Data records
-------

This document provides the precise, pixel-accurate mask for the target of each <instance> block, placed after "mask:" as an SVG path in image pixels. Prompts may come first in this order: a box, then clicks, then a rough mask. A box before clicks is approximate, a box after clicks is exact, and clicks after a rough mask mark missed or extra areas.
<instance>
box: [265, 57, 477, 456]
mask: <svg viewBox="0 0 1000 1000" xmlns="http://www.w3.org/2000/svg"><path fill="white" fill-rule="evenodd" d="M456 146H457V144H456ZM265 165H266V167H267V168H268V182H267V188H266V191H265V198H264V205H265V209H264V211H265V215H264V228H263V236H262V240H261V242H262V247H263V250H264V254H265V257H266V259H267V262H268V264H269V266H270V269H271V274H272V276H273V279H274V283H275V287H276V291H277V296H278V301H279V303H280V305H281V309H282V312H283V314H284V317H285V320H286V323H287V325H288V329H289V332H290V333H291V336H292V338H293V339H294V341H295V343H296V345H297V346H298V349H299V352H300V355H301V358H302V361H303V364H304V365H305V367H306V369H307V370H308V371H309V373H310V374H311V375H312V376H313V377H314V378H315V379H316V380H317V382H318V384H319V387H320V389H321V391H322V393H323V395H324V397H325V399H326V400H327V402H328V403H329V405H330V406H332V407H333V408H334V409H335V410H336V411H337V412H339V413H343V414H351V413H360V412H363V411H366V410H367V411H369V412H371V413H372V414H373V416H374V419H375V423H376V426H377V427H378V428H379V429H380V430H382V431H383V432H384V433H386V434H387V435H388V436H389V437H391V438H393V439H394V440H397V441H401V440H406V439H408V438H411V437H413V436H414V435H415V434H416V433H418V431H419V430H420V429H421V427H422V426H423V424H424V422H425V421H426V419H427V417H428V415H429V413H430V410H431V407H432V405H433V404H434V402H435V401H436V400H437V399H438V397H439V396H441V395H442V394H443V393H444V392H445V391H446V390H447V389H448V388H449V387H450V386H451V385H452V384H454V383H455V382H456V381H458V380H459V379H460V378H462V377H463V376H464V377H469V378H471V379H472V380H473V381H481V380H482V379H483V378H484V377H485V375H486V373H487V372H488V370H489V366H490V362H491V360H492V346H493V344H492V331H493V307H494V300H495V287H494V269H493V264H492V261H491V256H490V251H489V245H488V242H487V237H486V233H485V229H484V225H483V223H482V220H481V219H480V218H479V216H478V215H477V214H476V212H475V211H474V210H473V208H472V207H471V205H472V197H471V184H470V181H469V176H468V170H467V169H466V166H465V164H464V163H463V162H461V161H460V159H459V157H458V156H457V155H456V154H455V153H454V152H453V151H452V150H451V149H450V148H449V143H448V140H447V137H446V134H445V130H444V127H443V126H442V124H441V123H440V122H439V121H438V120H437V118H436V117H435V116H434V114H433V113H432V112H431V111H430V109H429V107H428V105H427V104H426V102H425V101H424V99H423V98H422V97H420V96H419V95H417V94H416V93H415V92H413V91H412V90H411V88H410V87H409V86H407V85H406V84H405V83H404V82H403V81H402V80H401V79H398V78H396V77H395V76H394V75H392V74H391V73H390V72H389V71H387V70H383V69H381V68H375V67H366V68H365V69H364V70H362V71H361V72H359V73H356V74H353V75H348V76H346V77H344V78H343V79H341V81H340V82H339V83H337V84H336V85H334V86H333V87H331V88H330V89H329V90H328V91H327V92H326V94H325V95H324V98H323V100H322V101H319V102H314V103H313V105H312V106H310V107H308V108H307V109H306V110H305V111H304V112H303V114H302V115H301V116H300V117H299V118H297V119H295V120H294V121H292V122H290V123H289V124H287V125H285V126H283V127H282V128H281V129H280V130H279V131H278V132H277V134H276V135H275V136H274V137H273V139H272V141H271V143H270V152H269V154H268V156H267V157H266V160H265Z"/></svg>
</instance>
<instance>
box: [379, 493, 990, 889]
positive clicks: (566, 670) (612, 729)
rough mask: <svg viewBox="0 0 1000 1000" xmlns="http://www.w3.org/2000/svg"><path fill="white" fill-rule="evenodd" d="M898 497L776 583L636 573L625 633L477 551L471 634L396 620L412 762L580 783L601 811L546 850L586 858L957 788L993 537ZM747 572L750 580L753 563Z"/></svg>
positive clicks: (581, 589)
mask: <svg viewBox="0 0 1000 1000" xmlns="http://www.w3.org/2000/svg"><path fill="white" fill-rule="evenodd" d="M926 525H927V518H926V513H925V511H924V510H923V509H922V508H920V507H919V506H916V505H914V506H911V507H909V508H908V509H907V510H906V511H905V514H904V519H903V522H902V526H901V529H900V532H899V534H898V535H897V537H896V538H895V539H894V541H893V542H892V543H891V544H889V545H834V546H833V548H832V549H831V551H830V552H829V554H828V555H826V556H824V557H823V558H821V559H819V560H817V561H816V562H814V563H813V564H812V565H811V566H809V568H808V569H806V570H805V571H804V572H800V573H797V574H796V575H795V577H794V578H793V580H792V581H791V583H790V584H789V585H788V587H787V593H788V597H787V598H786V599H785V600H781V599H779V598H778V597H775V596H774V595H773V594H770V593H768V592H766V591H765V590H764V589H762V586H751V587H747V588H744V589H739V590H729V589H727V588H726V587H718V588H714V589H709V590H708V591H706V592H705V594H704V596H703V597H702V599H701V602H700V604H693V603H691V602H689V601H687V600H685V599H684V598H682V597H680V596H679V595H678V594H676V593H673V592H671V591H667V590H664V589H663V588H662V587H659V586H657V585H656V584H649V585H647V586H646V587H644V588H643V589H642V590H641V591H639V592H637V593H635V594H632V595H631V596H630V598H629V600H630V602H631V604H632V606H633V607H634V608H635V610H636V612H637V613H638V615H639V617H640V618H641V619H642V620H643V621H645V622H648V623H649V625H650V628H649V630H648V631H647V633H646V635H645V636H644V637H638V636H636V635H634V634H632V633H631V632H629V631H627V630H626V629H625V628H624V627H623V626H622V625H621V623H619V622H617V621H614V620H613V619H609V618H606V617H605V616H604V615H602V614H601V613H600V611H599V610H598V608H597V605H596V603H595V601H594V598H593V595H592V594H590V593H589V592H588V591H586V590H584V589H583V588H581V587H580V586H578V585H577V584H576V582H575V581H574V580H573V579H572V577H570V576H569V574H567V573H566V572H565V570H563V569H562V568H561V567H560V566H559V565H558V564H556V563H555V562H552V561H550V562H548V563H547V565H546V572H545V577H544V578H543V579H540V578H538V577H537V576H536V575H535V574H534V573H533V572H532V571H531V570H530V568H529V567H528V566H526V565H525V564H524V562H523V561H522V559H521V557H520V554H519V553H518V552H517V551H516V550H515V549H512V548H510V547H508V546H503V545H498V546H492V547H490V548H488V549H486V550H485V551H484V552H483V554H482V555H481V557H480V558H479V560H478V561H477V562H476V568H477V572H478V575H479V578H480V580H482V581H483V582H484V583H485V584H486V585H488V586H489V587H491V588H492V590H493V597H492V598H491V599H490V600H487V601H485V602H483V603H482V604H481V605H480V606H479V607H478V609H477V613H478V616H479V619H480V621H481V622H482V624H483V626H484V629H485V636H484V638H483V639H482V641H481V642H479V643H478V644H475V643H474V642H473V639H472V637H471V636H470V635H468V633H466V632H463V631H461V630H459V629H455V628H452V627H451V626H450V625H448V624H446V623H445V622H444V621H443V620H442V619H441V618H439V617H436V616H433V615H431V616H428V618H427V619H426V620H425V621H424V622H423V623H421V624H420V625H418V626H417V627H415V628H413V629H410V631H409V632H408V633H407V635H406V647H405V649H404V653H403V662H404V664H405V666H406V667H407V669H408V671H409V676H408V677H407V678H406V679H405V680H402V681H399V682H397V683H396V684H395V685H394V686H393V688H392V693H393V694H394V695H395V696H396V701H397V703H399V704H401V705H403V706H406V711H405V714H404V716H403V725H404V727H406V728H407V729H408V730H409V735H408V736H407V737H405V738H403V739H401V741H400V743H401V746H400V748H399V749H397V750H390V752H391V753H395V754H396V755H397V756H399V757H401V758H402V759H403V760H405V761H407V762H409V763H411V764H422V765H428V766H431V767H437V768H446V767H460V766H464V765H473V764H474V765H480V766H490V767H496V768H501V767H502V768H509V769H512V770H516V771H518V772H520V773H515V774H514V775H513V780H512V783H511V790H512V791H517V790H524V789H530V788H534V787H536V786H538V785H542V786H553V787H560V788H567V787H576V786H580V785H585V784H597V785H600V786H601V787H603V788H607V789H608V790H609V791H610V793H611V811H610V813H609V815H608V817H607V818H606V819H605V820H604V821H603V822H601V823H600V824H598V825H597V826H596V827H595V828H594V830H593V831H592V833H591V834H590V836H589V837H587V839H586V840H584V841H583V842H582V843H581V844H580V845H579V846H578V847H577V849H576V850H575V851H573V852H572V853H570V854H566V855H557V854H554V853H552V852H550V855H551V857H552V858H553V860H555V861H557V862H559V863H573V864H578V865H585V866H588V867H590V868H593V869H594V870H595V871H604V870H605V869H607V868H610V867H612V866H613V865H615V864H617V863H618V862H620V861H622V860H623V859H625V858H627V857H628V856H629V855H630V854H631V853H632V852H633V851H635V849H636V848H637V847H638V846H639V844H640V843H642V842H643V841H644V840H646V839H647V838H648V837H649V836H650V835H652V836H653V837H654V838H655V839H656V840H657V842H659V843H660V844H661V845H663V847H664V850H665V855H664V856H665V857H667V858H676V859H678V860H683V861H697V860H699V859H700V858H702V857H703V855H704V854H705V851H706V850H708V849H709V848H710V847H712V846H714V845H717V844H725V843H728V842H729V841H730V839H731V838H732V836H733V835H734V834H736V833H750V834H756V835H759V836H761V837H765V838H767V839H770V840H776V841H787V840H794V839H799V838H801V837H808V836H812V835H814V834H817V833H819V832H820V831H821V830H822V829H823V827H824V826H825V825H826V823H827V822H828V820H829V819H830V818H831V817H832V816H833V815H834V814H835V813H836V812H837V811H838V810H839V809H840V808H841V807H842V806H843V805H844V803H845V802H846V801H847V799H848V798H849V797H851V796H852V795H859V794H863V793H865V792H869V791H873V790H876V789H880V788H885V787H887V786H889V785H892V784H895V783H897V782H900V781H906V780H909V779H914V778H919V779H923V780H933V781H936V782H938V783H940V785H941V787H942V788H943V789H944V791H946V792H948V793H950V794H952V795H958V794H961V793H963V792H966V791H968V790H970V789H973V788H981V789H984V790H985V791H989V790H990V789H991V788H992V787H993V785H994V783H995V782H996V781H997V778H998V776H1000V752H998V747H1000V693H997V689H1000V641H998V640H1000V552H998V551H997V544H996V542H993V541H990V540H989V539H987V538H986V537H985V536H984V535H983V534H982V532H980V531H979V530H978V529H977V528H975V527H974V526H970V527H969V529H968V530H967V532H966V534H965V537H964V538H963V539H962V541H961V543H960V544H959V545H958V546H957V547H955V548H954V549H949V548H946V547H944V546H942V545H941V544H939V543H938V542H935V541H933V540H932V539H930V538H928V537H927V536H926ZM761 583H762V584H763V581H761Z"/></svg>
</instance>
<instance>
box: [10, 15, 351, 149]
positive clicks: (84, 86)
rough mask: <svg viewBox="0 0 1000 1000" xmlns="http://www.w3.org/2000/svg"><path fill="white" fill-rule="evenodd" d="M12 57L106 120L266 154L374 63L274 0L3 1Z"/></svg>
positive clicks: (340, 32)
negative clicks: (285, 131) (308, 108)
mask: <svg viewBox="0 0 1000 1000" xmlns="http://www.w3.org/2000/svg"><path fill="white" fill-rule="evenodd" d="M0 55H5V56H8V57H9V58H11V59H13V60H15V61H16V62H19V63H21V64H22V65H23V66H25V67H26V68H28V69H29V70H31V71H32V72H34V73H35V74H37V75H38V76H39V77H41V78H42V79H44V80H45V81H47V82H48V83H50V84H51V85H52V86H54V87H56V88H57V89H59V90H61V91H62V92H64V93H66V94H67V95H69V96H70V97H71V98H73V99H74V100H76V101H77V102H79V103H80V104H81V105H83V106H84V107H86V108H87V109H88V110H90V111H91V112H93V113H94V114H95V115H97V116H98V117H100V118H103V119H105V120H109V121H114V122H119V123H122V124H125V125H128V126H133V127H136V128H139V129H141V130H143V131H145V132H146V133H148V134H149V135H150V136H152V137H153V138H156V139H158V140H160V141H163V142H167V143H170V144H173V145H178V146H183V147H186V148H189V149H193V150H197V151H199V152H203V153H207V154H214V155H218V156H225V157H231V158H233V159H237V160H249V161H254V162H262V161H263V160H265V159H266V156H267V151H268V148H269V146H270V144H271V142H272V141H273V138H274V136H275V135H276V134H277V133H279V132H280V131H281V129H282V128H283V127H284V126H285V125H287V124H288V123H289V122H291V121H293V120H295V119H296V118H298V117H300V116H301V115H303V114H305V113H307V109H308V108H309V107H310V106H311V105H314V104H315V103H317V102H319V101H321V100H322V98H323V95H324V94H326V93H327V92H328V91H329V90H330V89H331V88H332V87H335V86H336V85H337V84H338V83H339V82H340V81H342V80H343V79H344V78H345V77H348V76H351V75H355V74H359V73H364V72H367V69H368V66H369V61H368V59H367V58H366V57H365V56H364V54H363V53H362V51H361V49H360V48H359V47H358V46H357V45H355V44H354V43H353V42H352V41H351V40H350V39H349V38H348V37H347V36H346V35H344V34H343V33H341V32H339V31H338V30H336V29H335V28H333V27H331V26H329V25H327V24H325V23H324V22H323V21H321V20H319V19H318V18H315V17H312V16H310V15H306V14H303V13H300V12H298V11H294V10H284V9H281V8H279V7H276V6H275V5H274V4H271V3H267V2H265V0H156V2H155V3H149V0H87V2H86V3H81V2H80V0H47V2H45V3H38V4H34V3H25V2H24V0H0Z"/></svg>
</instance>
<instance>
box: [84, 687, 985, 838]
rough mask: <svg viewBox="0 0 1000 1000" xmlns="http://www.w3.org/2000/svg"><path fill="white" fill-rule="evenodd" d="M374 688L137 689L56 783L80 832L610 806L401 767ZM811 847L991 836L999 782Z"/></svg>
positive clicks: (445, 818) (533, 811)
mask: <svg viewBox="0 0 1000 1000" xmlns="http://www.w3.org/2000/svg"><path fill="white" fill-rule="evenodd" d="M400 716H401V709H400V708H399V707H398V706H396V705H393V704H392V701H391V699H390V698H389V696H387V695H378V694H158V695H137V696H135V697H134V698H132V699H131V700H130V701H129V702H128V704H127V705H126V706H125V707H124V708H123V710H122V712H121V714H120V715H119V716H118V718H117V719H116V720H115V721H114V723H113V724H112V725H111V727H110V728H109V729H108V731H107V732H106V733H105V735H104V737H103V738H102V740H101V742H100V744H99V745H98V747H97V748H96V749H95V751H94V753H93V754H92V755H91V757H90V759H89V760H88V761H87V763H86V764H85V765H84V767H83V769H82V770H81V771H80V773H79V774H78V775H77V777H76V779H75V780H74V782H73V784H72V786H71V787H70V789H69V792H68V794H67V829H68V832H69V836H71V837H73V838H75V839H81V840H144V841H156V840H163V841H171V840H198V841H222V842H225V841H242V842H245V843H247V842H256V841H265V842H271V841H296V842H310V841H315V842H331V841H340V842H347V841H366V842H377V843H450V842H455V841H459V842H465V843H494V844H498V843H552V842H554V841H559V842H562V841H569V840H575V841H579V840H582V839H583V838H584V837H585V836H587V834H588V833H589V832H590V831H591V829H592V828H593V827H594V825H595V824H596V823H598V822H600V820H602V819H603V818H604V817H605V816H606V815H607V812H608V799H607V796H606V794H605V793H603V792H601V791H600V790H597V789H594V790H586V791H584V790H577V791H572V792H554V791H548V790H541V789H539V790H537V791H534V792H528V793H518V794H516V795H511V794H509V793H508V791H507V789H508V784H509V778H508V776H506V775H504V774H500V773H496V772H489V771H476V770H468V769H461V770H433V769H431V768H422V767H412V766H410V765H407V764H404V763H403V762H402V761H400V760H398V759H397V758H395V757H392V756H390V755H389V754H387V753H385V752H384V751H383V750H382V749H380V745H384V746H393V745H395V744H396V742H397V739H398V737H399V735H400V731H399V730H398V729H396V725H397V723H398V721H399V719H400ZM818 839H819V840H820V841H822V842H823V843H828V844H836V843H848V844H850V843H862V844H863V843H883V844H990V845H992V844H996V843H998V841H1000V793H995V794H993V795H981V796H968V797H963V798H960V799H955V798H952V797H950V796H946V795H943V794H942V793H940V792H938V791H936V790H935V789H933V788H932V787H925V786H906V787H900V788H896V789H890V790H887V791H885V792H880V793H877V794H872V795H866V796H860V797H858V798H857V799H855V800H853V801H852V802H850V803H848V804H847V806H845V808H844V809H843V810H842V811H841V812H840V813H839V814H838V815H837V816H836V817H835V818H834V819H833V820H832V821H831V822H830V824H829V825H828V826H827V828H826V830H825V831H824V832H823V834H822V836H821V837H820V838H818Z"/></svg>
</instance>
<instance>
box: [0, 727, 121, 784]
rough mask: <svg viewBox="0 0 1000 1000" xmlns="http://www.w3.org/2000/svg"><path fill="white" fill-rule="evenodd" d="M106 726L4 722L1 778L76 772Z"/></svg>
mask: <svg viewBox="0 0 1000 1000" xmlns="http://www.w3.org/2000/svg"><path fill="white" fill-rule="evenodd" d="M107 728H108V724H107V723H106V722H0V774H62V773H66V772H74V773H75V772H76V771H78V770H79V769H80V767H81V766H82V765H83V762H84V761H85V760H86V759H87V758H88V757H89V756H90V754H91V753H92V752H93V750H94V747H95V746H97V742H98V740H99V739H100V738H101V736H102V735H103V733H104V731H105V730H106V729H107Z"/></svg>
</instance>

-------

> **PROBLEM TO SOLVE**: Please pull out every line of the entries above that contains the string "positive", treating uppercase and lowercase as different.

> **ANSWER TO THE PROBLEM**:
positive clicks: (566, 670) (612, 729)
positive clicks: (581, 589)
positive clicks: (84, 86)
positive clicks: (340, 32)
positive clicks: (445, 818) (533, 811)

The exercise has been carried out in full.